Provided passage below:

Skip to main content

The map and the trace: shipping mcp-tape and mcp-replay

3 min read By Craig Merry
claude-code mcp workflow-atlas mcp-tape mcp-replay observability rediscovery-tax open-core

Earlier today I wrote about workflow-atlas — a Claude Code plugin that scaffolds a graphical map of every package and flow in your repo, so cold Claude sessions land oriented instead of burning 80k tokens on grep-tours. The framing: text-only context (CLAUDE.md, MEMORY, spec/plan docs) is incomplete; the structural-graph dimension is missing. Add the atlas, save the rediscovery tax, ship.

Then I closed the laptop and realized I’d only solved half the problem.

The atlas is the map. It says: here’s what Claude should know about your repo before it starts working. But there’s a complementary question I’d been ignoring: what did Claude actually do once it started? Which MCP tools did it call? With what arguments? In what order? How long did each take? Where did things go sideways?

Anthropic ships MCP Inspector for interactive testing of MCP servers — it’s great for “does this server respond to my requests correctly?” But it doesn’t capture or replay real sessions. There’s no time-travel debugger for what your agent actually did across a 2-hour Claude Code session. So I built one this evening.

mcp-tape

mcp-tape is a stdio proxy. You wrap any MCP server with it:

npm i -g mcp-tape@alpha
mcp-tape -- npx -y @modelcontextprotocol/server-filesystem /your/path

Every JSON-RPC message in either direction gets logged to a .jsonl trace file. The proxy is byte-for-byte transparent — the client and server can’t tell it’s there. Default redaction catches common secret shapes (AWS keys, sk- API tokens, GitHub tokens, JWTs, and fields named password / token / authorization) so a trace you accidentally share doesn’t immediately leak credentials.

mcp-replay

mcpreplay.dev is the renderer. Drop a trace URL into ?trace=<url> and you get four views: Timeline (every JSON-RPC message in order, click to expand the raw payload), Tools (aggregate per-tool latency and error counts), Calls (each tools/call paired with its response and latency), Raw (line-numbered JSONL pager). No build step, no framework — static HTML on Cloudflare Pages.

End of Provided passage.
Source data below:

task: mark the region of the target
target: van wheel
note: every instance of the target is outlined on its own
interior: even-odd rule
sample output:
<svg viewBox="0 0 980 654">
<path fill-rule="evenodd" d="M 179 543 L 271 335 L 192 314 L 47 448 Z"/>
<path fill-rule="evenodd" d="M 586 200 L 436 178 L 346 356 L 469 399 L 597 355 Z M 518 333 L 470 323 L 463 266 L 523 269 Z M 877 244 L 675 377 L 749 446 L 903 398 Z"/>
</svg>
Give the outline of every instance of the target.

End of Source data.
Source data below:

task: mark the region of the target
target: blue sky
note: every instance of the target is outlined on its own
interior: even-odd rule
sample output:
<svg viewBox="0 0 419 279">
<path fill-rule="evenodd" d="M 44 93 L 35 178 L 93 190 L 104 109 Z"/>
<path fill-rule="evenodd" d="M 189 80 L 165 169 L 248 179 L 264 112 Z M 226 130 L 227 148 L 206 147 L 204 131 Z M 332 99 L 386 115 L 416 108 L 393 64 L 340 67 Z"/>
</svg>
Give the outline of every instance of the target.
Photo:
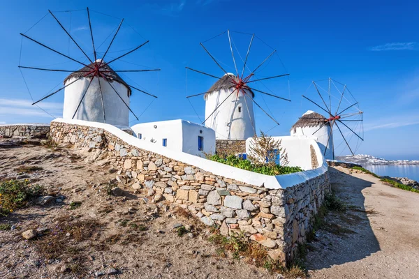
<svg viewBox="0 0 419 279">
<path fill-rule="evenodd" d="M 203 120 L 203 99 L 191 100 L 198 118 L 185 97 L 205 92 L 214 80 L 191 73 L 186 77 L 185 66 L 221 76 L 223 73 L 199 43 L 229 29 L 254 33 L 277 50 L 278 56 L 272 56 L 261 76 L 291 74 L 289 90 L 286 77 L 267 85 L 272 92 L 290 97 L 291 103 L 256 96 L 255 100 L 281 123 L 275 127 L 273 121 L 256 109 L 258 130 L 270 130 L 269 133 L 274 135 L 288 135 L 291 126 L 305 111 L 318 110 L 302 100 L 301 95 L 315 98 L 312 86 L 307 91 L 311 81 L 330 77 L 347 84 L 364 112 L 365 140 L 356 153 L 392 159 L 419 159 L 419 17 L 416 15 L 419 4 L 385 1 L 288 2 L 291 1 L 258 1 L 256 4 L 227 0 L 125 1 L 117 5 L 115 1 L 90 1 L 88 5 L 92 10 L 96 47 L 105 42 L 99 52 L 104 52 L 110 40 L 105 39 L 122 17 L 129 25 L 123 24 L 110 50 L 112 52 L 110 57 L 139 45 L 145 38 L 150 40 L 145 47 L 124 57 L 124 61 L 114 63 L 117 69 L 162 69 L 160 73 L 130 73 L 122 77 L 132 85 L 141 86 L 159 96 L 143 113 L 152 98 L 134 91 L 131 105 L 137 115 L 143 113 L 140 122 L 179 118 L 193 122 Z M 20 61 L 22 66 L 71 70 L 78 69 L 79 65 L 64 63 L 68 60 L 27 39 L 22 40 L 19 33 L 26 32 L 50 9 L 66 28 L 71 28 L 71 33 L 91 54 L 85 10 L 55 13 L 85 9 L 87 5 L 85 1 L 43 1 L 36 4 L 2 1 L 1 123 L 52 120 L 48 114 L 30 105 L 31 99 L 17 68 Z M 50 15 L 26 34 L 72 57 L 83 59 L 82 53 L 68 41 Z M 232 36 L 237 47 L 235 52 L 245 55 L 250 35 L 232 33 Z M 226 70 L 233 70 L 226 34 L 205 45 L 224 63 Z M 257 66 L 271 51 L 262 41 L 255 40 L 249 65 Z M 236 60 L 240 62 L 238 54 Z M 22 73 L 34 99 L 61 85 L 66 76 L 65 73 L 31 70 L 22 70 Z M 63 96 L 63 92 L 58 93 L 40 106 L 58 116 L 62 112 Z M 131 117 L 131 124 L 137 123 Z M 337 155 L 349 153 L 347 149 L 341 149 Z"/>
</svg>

End of Source data.
Source data below:

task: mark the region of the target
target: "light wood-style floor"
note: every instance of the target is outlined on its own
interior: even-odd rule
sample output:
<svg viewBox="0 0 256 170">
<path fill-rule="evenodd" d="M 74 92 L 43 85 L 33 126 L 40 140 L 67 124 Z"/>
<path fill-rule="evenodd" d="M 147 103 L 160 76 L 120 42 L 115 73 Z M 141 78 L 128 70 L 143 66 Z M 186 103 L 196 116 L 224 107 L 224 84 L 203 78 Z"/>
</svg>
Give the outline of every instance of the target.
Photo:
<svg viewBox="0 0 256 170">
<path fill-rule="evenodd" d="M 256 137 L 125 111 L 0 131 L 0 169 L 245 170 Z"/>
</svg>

End of Source data.

> _Study questions_
**a)** Answer these questions using the mcp-tape and mcp-replay post:
(i) How many tokens does the post say cold Claude sessions burn on grep-tours without the atlas?
(ii) What kind of file does mcp-tape log every JSON-RPC message to?
(iii) On what service is the mcp-replay renderer hosted as static HTML?
**b)** Echo the part of the mcp-tape and mcp-replay post that opens with the words containing "The map and" and closes with "half the problem.".
The data come from a source separate from the mcp-tape and mcp-replay post.

> _Task results_
**a)**
(i) 80k tokens
(ii) A .jsonl trace file
(iii) Cloudflare Pages

**b)**
The map and the trace: shipping mcp-tape and mcp-replay

3 min read By Craig Merry
claude-code mcp workflow-atlas mcp-tape mcp-replay observability rediscovery-tax open-core

Earlier today I wrote about workflow-atlas — a Claude Code plugin that scaffolds a graphical map of every package and flow in your repo, so cold Claude sessions land oriented instead of burning 80k tokens on grep-tours. The framing: text-only context (CLAUDE.md, MEMORY, spec/plan docs) is incomplete; the structural-graph dimension is missing. Add the atlas, save the rediscovery tax, ship.

Then I closed the laptop and realized I’d only solved half the problem.